===== Supplied text

My suspicion is that this action is being taken at the request of a new homeowner, as the tree is located in front of a house that was recently sold. And we have so many suburbanites moving in, and they want lawns — not tree-lined streets, and so the chainsaws come. I have listened all day to the goddamned chainsaws. The air outside smells of exhaust and sawdust. At this point, most of the limbs, which provided so much shade in summer, have been amputated and mostly just the towering, mutilated trunk remains. I suppose it will come down tomorrow.
Last night, we went out and lit a candle at the base of the tree, and I lit another on our altar. I laid my hands on rough bark, thinking about all the long decades of this tree's life, and stared up at the bright stars. I think I was wishing that I were the sort of witch who believes that magick can truly protect those things that so desperately need protecting from the ravages of man. Still, though I am emphatically not that sort of witch, I performed a protection ritual. It felt like it was the very least I could do. A sort of cosmic protest vote.
Today, I am thinking of the Lorax, and I'm thinking of Treebeard and the ents, and I'm wondering why this should hurt so much, the loss of this one grand old tree when fully one fifth of the world's tropical rain forests were destroyed between 1960 and 1990. When each year thousands of acres of Brazilian (just Brazil alone, mind you) rain forests are lost to human greed and ignorance. I'm wondering how I can mourn this one tree when, at the current rate of worldwide deforestation, biologists estimate that the world's tropical rainforests may all be gone by 2090 CE. And 23 million more acres of forest will be lost here in the US by 2050.

==========
===== Provided data

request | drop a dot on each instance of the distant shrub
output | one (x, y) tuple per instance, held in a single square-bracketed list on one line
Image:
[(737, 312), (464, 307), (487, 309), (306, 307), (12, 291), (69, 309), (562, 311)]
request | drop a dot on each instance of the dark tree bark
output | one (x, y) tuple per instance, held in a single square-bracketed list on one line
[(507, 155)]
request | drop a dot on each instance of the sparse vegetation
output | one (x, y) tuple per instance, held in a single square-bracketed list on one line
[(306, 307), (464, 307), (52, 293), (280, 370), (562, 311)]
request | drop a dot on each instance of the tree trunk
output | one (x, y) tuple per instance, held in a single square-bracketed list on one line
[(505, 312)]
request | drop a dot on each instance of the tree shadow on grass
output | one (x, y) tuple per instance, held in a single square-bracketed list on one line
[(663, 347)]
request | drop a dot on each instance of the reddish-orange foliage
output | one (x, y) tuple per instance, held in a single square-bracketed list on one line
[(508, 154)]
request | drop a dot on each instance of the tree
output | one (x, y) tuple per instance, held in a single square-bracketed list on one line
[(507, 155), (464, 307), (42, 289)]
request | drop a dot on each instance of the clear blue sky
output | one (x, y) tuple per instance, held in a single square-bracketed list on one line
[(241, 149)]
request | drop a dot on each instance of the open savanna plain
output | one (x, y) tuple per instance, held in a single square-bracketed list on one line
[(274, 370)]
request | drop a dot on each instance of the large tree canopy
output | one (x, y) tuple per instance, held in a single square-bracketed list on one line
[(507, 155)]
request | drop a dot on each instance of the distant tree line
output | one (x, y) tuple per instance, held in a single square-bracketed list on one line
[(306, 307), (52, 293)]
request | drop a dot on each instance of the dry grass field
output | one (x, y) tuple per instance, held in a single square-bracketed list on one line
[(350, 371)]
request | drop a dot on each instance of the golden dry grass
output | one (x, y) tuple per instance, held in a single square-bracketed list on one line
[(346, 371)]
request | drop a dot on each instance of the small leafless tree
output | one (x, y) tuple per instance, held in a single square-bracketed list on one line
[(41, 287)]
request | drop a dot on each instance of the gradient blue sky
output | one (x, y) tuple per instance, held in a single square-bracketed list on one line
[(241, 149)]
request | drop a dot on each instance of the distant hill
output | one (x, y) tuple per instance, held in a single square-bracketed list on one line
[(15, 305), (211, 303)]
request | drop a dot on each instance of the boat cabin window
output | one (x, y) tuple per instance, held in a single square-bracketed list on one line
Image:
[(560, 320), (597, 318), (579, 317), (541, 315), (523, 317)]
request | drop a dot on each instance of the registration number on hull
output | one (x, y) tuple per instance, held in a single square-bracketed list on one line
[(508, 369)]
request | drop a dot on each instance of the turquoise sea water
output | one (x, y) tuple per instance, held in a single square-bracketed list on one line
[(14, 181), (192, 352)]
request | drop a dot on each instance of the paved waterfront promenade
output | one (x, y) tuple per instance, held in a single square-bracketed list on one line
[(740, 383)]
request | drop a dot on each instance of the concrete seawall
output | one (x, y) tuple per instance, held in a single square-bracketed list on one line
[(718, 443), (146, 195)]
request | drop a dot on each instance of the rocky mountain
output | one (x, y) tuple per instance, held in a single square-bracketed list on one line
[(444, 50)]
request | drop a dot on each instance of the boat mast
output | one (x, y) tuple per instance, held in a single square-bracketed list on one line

==========

Problem details:
Please explain, in one to three sentences, why the writer of the tree passage suspects a new homeowner asked for the cutting.

Output of the task:
The tree stands in front of a house that was recently sold. Many suburbanites are moving in, and they want lawns rather than tree-lined streets.